Can you render every line of the records below as a Markdown table with the columns "No." and "Line", numbering the rows, skipping blank lines, and leaving the pictures out?

**Source material:**
++++
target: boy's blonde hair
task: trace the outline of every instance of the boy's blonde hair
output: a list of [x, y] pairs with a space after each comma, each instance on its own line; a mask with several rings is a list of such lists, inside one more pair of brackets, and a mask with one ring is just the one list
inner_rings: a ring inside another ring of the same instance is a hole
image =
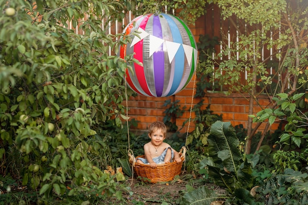
[[167, 134], [167, 127], [165, 124], [161, 122], [155, 122], [151, 124], [150, 128], [149, 128], [149, 134], [151, 135], [157, 129], [160, 129], [164, 134], [164, 137], [166, 137], [166, 135]]

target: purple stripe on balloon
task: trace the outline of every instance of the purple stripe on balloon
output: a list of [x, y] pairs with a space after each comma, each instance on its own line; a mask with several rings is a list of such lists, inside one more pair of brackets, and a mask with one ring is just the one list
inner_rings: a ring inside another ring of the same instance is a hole
[[[162, 39], [162, 31], [159, 15], [154, 15], [153, 35]], [[164, 87], [164, 57], [163, 45], [153, 53], [154, 79], [157, 97], [160, 97]]]

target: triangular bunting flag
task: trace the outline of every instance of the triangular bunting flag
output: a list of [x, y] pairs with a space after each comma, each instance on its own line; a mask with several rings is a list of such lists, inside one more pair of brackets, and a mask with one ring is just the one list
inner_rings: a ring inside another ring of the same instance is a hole
[[160, 46], [165, 40], [156, 36], [150, 35], [150, 53], [149, 56], [151, 56], [154, 53], [157, 48]]
[[130, 47], [133, 46], [135, 44], [150, 35], [145, 30], [140, 27], [138, 28], [138, 31], [140, 32], [140, 33], [138, 33], [140, 38], [139, 38], [139, 37], [137, 36], [134, 36], [134, 39], [131, 42], [131, 44], [130, 44]]
[[166, 41], [167, 45], [167, 51], [168, 51], [168, 56], [169, 57], [169, 62], [171, 63], [172, 60], [174, 58], [175, 54], [177, 54], [179, 48], [181, 44], [173, 42], [172, 41]]
[[190, 66], [190, 64], [191, 63], [191, 58], [192, 58], [193, 48], [185, 44], [182, 44], [182, 45], [183, 46], [183, 48], [184, 49], [184, 52], [185, 52], [185, 55], [186, 55], [186, 59], [188, 63], [188, 66]]

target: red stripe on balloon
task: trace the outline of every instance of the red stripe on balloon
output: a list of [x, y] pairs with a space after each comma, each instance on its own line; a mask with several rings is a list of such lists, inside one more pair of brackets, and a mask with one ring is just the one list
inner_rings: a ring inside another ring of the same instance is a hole
[[[149, 18], [152, 15], [152, 14], [149, 14], [147, 16], [144, 17], [142, 21], [140, 23], [139, 27], [145, 30], [148, 20], [149, 20]], [[134, 52], [136, 53], [134, 55], [134, 57], [139, 62], [143, 63], [143, 40], [141, 40], [135, 44], [135, 46], [134, 46]], [[138, 81], [141, 86], [141, 88], [149, 96], [153, 97], [153, 95], [151, 94], [150, 90], [149, 90], [149, 87], [148, 87], [148, 83], [147, 83], [147, 81], [146, 80], [146, 77], [144, 74], [143, 66], [140, 66], [137, 63], [135, 63], [134, 65], [135, 70], [136, 71], [136, 77], [137, 77]]]
[[[134, 28], [134, 24], [133, 24], [134, 22], [137, 21], [139, 19], [140, 19], [142, 17], [142, 16], [139, 16], [138, 17], [134, 19], [133, 20], [133, 21], [132, 21], [130, 23], [130, 24], [127, 26], [127, 27], [126, 28], [126, 32], [124, 33], [125, 35], [128, 35], [130, 33], [130, 31], [131, 30], [131, 29]], [[127, 47], [126, 44], [125, 44], [120, 47], [120, 57], [123, 59], [124, 59], [124, 57], [126, 56], [126, 47]], [[126, 69], [126, 76], [125, 77], [125, 79], [126, 79], [126, 81], [127, 82], [127, 83], [130, 86], [131, 88], [133, 89], [136, 93], [140, 95], [143, 95], [141, 93], [140, 93], [138, 90], [138, 89], [136, 88], [136, 87], [134, 85], [134, 83], [133, 83], [132, 81], [131, 81], [131, 79], [130, 78], [130, 76], [129, 76], [129, 73], [128, 72], [128, 69]]]

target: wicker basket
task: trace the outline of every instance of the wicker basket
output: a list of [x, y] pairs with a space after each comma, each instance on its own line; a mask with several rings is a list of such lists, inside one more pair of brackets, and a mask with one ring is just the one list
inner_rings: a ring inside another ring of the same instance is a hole
[[[151, 183], [156, 183], [172, 180], [176, 175], [181, 174], [182, 165], [185, 160], [185, 153], [186, 148], [185, 147], [182, 147], [179, 153], [182, 161], [181, 163], [174, 161], [167, 164], [158, 164], [155, 169], [153, 169], [148, 164], [135, 162], [133, 154], [129, 154], [128, 155], [130, 158], [133, 158], [130, 160], [130, 161], [133, 167], [134, 172], [137, 176], [148, 178]], [[139, 155], [136, 158], [138, 157], [145, 158], [145, 155]]]

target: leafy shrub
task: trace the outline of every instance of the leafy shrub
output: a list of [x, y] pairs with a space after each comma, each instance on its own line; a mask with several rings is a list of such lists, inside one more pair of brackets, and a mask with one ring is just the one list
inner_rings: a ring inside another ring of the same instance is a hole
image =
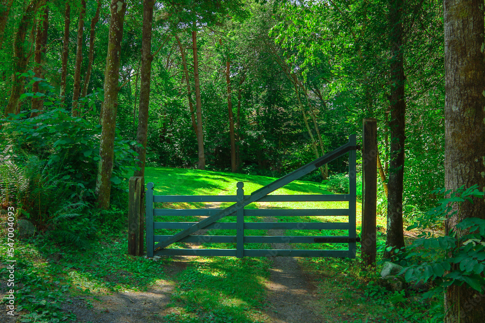
[[[483, 198], [484, 193], [477, 185], [456, 192], [441, 189], [432, 193], [450, 197], [439, 201], [439, 205], [424, 214], [407, 230], [422, 231], [419, 238], [407, 247], [401, 258], [407, 281], [432, 281], [435, 286], [423, 294], [432, 298], [442, 293], [452, 285], [465, 285], [479, 292], [484, 292], [485, 278], [485, 220], [468, 217], [457, 223], [445, 235], [424, 229], [434, 227], [452, 217], [456, 212], [453, 207], [465, 201], [472, 202], [472, 197]], [[442, 313], [442, 311], [441, 311]]]
[[[54, 95], [27, 93], [22, 97], [42, 99], [50, 109], [33, 117], [36, 110], [0, 119], [0, 202], [16, 205], [18, 215], [51, 231], [60, 242], [86, 246], [86, 239], [97, 230], [90, 223], [103, 218], [91, 210], [100, 158], [98, 116], [89, 111], [84, 118], [72, 117]], [[126, 194], [123, 180], [136, 168], [136, 153], [117, 131], [114, 146], [115, 197], [119, 191]], [[124, 204], [121, 200], [126, 199], [118, 198]]]
[[[340, 173], [334, 174], [328, 176], [326, 182], [328, 188], [336, 193], [349, 194], [349, 173]], [[362, 178], [360, 173], [357, 173], [356, 185], [357, 186], [357, 198], [362, 199]]]

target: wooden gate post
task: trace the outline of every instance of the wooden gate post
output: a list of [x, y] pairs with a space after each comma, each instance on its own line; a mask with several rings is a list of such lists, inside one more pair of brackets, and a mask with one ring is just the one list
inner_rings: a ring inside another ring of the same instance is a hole
[[377, 121], [364, 119], [362, 129], [362, 258], [367, 266], [375, 265], [377, 189]]
[[128, 253], [132, 256], [143, 254], [145, 227], [145, 203], [143, 177], [130, 177], [128, 193]]
[[[244, 183], [238, 182], [236, 185], [237, 201], [244, 199]], [[244, 257], [244, 206], [236, 211], [236, 257], [242, 258]]]

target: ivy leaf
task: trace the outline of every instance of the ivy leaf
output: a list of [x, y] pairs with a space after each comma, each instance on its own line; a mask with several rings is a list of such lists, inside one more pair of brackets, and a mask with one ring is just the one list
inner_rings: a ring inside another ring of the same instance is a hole
[[445, 270], [440, 264], [435, 263], [433, 265], [433, 272], [437, 277], [442, 277]]
[[406, 280], [406, 281], [411, 281], [414, 276], [414, 268], [410, 268], [406, 271], [404, 274], [404, 279]]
++++
**Solution to the problem:**
| No. | Line |
|---|---|
| 1 | target: boy's blonde hair |
| 2 | task: trace the outline of every instance of the boy's blonde hair |
| 3 | output: a list of [x, y] pairs with a space after each comma, each instance on its own line; a mask with several rings is a list of such lists, inside one more pair of brackets, and a mask with one ring is just the one list |
| 4 | inner_rings: a ring inside another ring of the same instance is a hole |
| 5 | image = |
| 6 | [[167, 134], [167, 127], [165, 124], [161, 122], [155, 122], [151, 124], [150, 128], [149, 128], [149, 134], [151, 135], [157, 129], [160, 129], [164, 134], [164, 137], [166, 137], [166, 135]] |
| 7 | target: purple stripe on balloon |
| 8 | task: trace the outline of every instance of the purple stripe on balloon |
| 9 | output: a list of [x, y] pairs with a space after each comma, each instance on its own line; a mask with several rings is a list of such lists, inside one more pair of brackets, and a mask with one ring is just the one list |
| 10 | inner_rings: a ring inside another ring of the same instance is a hole |
| 11 | [[[162, 39], [162, 31], [159, 15], [154, 15], [153, 35]], [[164, 87], [164, 57], [163, 45], [153, 53], [154, 79], [157, 97], [160, 97]]] |
| 12 | target: triangular bunting flag |
| 13 | task: trace the outline of every instance of the triangular bunting flag |
| 14 | output: a list of [x, y] pairs with a space after each comma, each instance on its own line; a mask with several rings is a list of such lists, inside one more pair of brackets, and a mask with one ring is just the one list |
| 15 | inner_rings: a ring inside another ring of the same instance is a hole |
| 16 | [[160, 46], [165, 40], [156, 36], [150, 35], [150, 53], [149, 56], [151, 56], [154, 53], [157, 48]] |
| 17 | [[130, 47], [133, 46], [135, 44], [150, 35], [145, 30], [140, 27], [138, 28], [138, 31], [140, 32], [140, 33], [138, 33], [140, 38], [139, 38], [139, 37], [137, 36], [134, 36], [134, 39], [131, 42], [131, 44], [130, 44]] |
| 18 | [[166, 41], [167, 45], [167, 51], [168, 51], [168, 56], [169, 57], [169, 62], [171, 63], [172, 60], [174, 58], [175, 54], [177, 54], [179, 48], [181, 44], [173, 42], [172, 41]] |
| 19 | [[190, 66], [190, 64], [191, 63], [191, 58], [192, 58], [193, 48], [185, 44], [182, 44], [182, 45], [183, 46], [183, 48], [184, 49], [184, 52], [185, 52], [185, 55], [186, 55], [186, 59], [188, 63], [188, 66]] |
| 20 | target: red stripe on balloon |
| 21 | task: trace the outline of every instance of the red stripe on balloon |
| 22 | output: a list of [x, y] pairs with a space after each comma, each instance on its own line; a mask with several rings is a list of such lists, inside one more pair of brackets, and a mask with one ring is just the one list |
| 23 | inner_rings: a ring inside another ring of the same instance is a hole |
| 24 | [[[149, 18], [152, 15], [152, 14], [149, 14], [147, 16], [144, 17], [142, 21], [140, 23], [139, 27], [145, 30], [148, 20], [149, 20]], [[134, 52], [136, 53], [134, 55], [134, 57], [139, 62], [143, 63], [143, 40], [141, 40], [135, 44], [135, 46], [134, 46]], [[138, 81], [141, 86], [141, 88], [149, 96], [153, 97], [153, 95], [151, 94], [150, 90], [149, 90], [149, 87], [148, 87], [148, 83], [147, 83], [147, 81], [146, 80], [146, 77], [144, 74], [143, 66], [140, 66], [137, 63], [135, 63], [134, 65], [135, 70], [136, 71], [136, 77], [137, 77]]] |
| 25 | [[[134, 28], [134, 24], [133, 24], [134, 22], [137, 21], [139, 19], [140, 19], [142, 17], [142, 16], [139, 16], [138, 17], [134, 19], [133, 20], [133, 21], [132, 21], [130, 23], [130, 24], [127, 26], [127, 27], [126, 28], [126, 32], [124, 33], [125, 35], [128, 35], [130, 33], [130, 31], [131, 30], [131, 29]], [[127, 47], [126, 44], [125, 44], [120, 47], [120, 57], [123, 59], [124, 59], [124, 57], [126, 56], [126, 47]], [[126, 69], [126, 76], [125, 77], [125, 79], [126, 79], [126, 81], [127, 82], [127, 83], [130, 86], [131, 88], [133, 89], [136, 93], [140, 95], [143, 95], [141, 93], [140, 93], [138, 90], [138, 89], [136, 88], [136, 87], [134, 85], [134, 83], [133, 83], [132, 81], [131, 81], [131, 79], [130, 78], [130, 76], [129, 76], [129, 73], [128, 72], [128, 69]]] |
| 26 | target: wicker basket |
| 27 | task: trace the outline of every instance of the wicker basket |
| 28 | output: a list of [x, y] pairs with a space after each comma, each instance on its own line; a mask with several rings is a list of such lists, inside one more pair of brackets, and a mask with one ring is just the one list |
| 29 | inner_rings: a ring inside another ring of the same instance is a hole |
| 30 | [[[151, 183], [156, 183], [172, 180], [176, 175], [181, 174], [182, 165], [185, 160], [185, 153], [186, 148], [185, 147], [182, 147], [179, 153], [182, 161], [181, 163], [174, 161], [167, 164], [158, 164], [155, 169], [153, 169], [148, 164], [135, 162], [133, 154], [129, 154], [128, 155], [130, 158], [133, 158], [130, 160], [130, 161], [133, 167], [134, 172], [137, 176], [148, 178]], [[139, 155], [136, 158], [138, 157], [145, 158], [145, 155]]] |
| 31 | target: leafy shrub |
| 32 | task: trace the outline of every instance of the leafy shrub |
| 33 | output: a list of [x, y] pairs with a space after each comma, each instance on its own line; a mask with several rings is a list of such lists, inside one more pair of brackets, and a mask with one ring is just the one list |
| 34 | inner_rings: a ring inside another ring of the same instance is a hole |
| 35 | image = |
| 36 | [[[483, 198], [484, 193], [477, 185], [456, 192], [441, 189], [432, 193], [450, 197], [439, 201], [439, 205], [424, 214], [407, 230], [422, 231], [419, 238], [407, 247], [401, 258], [407, 281], [432, 281], [435, 286], [423, 294], [432, 298], [442, 293], [452, 285], [465, 285], [479, 292], [484, 292], [485, 278], [485, 220], [468, 217], [457, 223], [445, 235], [424, 229], [434, 227], [452, 217], [456, 212], [453, 207], [465, 201], [472, 202], [472, 197]], [[442, 313], [442, 311], [441, 311]]] |
| 37 | [[[54, 95], [27, 93], [22, 97], [42, 99], [50, 109], [33, 117], [36, 110], [0, 119], [0, 202], [16, 205], [18, 215], [51, 231], [60, 242], [86, 246], [86, 239], [97, 230], [90, 223], [103, 218], [91, 210], [100, 158], [98, 116], [89, 111], [84, 118], [72, 117]], [[126, 194], [123, 180], [136, 168], [136, 153], [117, 131], [114, 146], [115, 197], [119, 191]], [[124, 204], [121, 200], [126, 199], [118, 198]]] |
| 38 | [[[340, 173], [334, 174], [328, 176], [326, 182], [328, 188], [336, 193], [349, 194], [349, 173]], [[362, 178], [360, 173], [357, 173], [356, 185], [357, 186], [357, 198], [362, 199]]] |
| 39 | target: wooden gate post |
| 40 | task: trace the outline of every instance of the wooden gate post |
| 41 | output: a list of [x, y] pairs with a space after each comma, each instance on its own line; a mask with several rings is a list of such lists, inside one more pair of brackets, and a mask with one ring is just the one list |
| 42 | inner_rings: a ring inside another ring of the same instance is a hole |
| 43 | [[377, 121], [364, 119], [362, 129], [362, 258], [367, 266], [375, 265], [377, 189]] |
| 44 | [[128, 253], [132, 256], [143, 254], [145, 227], [145, 203], [143, 177], [130, 177], [128, 193]] |
| 45 | [[[244, 183], [238, 182], [236, 185], [237, 201], [244, 199]], [[244, 257], [244, 206], [236, 211], [236, 257], [242, 258]]] |
| 46 | target: ivy leaf |
| 47 | task: trace the outline of every instance of the ivy leaf |
| 48 | output: a list of [x, y] pairs with a space after each comma, each instance on its own line; a mask with several rings is a list of such lists, inside one more pair of brackets, and a mask with one ring is just the one list |
| 49 | inner_rings: a ring inside another ring of the same instance is a hole |
| 50 | [[445, 270], [440, 264], [435, 263], [433, 265], [433, 272], [437, 277], [442, 277]] |
| 51 | [[406, 280], [406, 281], [411, 281], [414, 276], [414, 268], [410, 268], [406, 271], [404, 274], [404, 279]] |